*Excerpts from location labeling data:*
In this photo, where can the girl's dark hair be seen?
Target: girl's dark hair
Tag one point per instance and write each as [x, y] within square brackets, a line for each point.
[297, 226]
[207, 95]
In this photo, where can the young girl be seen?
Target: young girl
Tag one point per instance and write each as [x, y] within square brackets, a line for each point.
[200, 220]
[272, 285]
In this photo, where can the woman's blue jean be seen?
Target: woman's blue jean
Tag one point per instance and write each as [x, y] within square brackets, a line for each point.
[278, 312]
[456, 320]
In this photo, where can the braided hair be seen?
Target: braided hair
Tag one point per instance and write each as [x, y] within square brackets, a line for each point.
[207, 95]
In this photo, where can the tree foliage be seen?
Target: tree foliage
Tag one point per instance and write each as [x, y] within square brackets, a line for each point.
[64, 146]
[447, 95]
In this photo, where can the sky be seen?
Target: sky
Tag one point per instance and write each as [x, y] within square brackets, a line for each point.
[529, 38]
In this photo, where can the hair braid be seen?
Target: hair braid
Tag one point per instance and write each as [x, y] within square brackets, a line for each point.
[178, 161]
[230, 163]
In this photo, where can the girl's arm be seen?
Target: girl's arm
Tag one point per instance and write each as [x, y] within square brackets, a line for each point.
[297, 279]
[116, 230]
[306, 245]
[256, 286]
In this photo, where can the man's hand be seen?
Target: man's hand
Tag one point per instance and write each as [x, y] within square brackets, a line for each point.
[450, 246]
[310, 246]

*GIVEN INSTRUCTION:* Lay out the material from the line with "In this photo, where can the man's" through the end of the material as a Markdown table with the columns Row and Line. Number each row, and leave out any blank lines.

*RESULT OF THE EXERCISE:*
| Row | Line |
|---|---|
| 1 | In this photo, where can the man's hand be seen? |
| 2 | Target: man's hand |
| 3 | Tag one point per instance and write each as [x, y] within square brackets, a line for each point. |
| 4 | [450, 246] |
| 5 | [310, 246] |